--- Start of EXCERPT TO READ ---

Menu

Partial hypothesis problem

Help
Matt Hall
2011-03-25
2012-09-22
1 2 > >> (Page 1 of 2)
  • Matt Hall

    Matt Hall - 2011-03-25

    Hi everyone,

    We're trying to do recognition on a longish, ongoing utterance. So we're
    getting hypotheses on a regular basis during that utterance. We are
    encountering a weird situation though where the hypothesis isn't including the
    last few words from the audio, and won't include it until more non-silence
    audio comes in. When we do say something new then the hypothesis suddenly
    contains the last few words in addition to the new one. The weird thing is
    that we can just add some non-silent garbage audio and then it'll add the
    words it's missing. So it's like it has these words correctly identified and
    stored internally, but doesn't think that they should be added to the
    hypothesis yet. Any new data causes it to reassess that and realize it has new
    words to add. Does this make any sense? Is there anything we can do to fix it?
    Our accuracy seems to be good, but we have these weird stalled recognitions
    because the hypothesis isn't up to date.

    Any advice greatly appreciated.
    Matt

     
  • Nickolay V. Shmyrev

    Sorry, which decoder are you talking about?

     
  • Matt Hall

    Matt Hall - 2011-03-28

    We're using a trigram model and the wsj8k model, is that what you're asking?
    Sorry if I misunderstood.

     
  • Nickolay V. Shmyrev

    I'm asking if you are using pocketsphinx or sphinx3 or something else. It's
    better to provide more information like logs, input data, exact command line,
    decoder versions. That will help to resolve the issue faster.

     
  • John Watkinson

    John Watkinson - 2011-03-28

    Hi, I can field this inquiry (I'm working with Matt on this):

    We are using PocketSphinx on iOS. We are making use of the OpenEars library,
    but have 'hacked' it somewhat to get hypotheses in realtime via polling (as
    opposed to waiting for the end of an utterance). We also turn all silence
    filtering off and are controlling the utterance starts/stops manually. It is
    understood that any given polling call to ps_get_hyp may result in poor
    quality or even null hypotheses. However, what we are finding is that it can
    somehow get 'behind' for a protracted period of time, where even after the
    user has stopped speaking, it is unable to recognize the last 3 or 4 words
    that were said. Even if there is a considerable silence after speaking, it
    will still not recognize these words. Then, as soon as the user starts
    speaking the next word, it suddenly matches the previously-spoken words
    correctly. This is unrelated to utterance starting/stopping, all of this
    happens within a single utterance. We are using a small trigram language
    model.

    Here is what our main code loop looks like (roughly, this is simplified a
    bit):

    ps_decoder_t *pocketSphinxDecoder;

    // ... pocketSphinxDecoder is initialized with default settings and with our
    tri-gram language model

    // Initialize audio device and continuous listener (using raw mode), start
    recording
    pocketsphinxAudioDevice audioDevice = openAudioDevice("device",16000));
    cont_ad_t
    continuousListener = cont_ad_init_rawmode(audioDevice,
    readBufferContents)) == NULL)

--- End of EXCERPT TO READ ---
--- Start of COLLECTED DATA ---

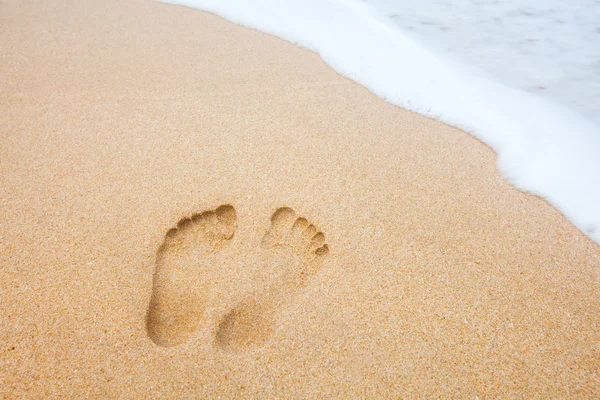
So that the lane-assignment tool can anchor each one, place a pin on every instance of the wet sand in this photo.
(195, 209)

--- End of COLLECTED DATA ---

WHAT IS ASKED:
1 - In the partial hypothesis thread, quote everything from "Our accuracy seems" down to "you talking about?".
2 - According to the partial hypothesis thread, which library does the team use with PocketSphinx on iOS?
3 - Condense the paragraph of the partial hypothesis thread that begins "We are using PocketSphinx on iOS" into a bulleted list that keeps its main facts.
Work only from the partial hypothesis thread.

TASK-BY-TASK SOLUTIONS:
1 -
Our accuracy seems to be good, but we have these weird stalled recognitions
    because the hypothesis isn't up to date.

    Any advice greatly appreciated.
    Matt

     
  • Nickolay V. Shmyrev

    Sorry, which decoder are you talking about?

2 - The OpenEars library.

3 -
- The team runs PocketSphinx on iOS through the OpenEars library.
- They modified OpenEars so it polls for hypotheses in real time instead of waiting for the end of an utterance.
- Silence filtering is turned off, and utterance starts and stops are controlled manually.
- Some polling calls to ps_get_hyp are expected to return poor or null hypotheses.
- The problem is that recognition can fall behind for a long time and miss the last 3 or 4 words, even after the user stops speaking and a long silence follows.
- When the user speaks the next word, the earlier words are suddenly matched correctly.
- This happens within a single utterance and is unrelated to starting or stopping utterances.
- They use a small trigram language model.